## Exercise input:
— start —
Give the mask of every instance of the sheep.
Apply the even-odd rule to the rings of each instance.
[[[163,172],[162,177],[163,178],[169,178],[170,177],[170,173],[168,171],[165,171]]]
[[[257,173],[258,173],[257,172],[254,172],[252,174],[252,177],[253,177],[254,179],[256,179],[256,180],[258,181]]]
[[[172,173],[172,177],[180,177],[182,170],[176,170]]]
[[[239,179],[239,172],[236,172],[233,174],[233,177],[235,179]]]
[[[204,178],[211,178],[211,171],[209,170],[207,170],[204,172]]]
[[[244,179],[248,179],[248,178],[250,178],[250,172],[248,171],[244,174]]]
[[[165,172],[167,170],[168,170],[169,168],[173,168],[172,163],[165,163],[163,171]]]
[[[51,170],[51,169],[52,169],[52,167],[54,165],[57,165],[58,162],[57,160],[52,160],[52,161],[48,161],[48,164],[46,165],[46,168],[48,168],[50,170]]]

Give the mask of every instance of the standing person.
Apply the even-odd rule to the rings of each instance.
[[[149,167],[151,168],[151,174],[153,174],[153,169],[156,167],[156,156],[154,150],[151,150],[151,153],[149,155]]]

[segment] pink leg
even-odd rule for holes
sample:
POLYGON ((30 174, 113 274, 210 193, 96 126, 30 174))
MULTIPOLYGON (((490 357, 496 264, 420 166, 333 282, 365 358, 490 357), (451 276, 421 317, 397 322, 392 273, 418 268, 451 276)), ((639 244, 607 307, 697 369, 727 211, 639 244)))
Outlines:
— end —
## Task to carry out:
Rewrite the records from the line with "Give the mask of every instance of the standing" through the end of the records, putting "convention" in place of "rule" and leaving everything else unchanged.

## Expected answer:
Give the mask of every instance of the standing person.
Apply the even-odd convention to the rings of each instance.
[[[149,167],[151,168],[151,174],[153,174],[153,169],[156,167],[156,156],[154,150],[151,150],[151,153],[149,155]]]

[segment] pink leg
even-odd convention for holes
sample:
POLYGON ((30 174, 113 274, 210 193, 96 126, 30 174))
MULTIPOLYGON (((490 357, 496 264, 420 166, 333 282, 365 358, 490 357), (451 276, 421 317, 397 322, 392 273, 418 268, 451 276)), ((639 244, 607 307, 697 369, 727 211, 639 244)))
Outlines:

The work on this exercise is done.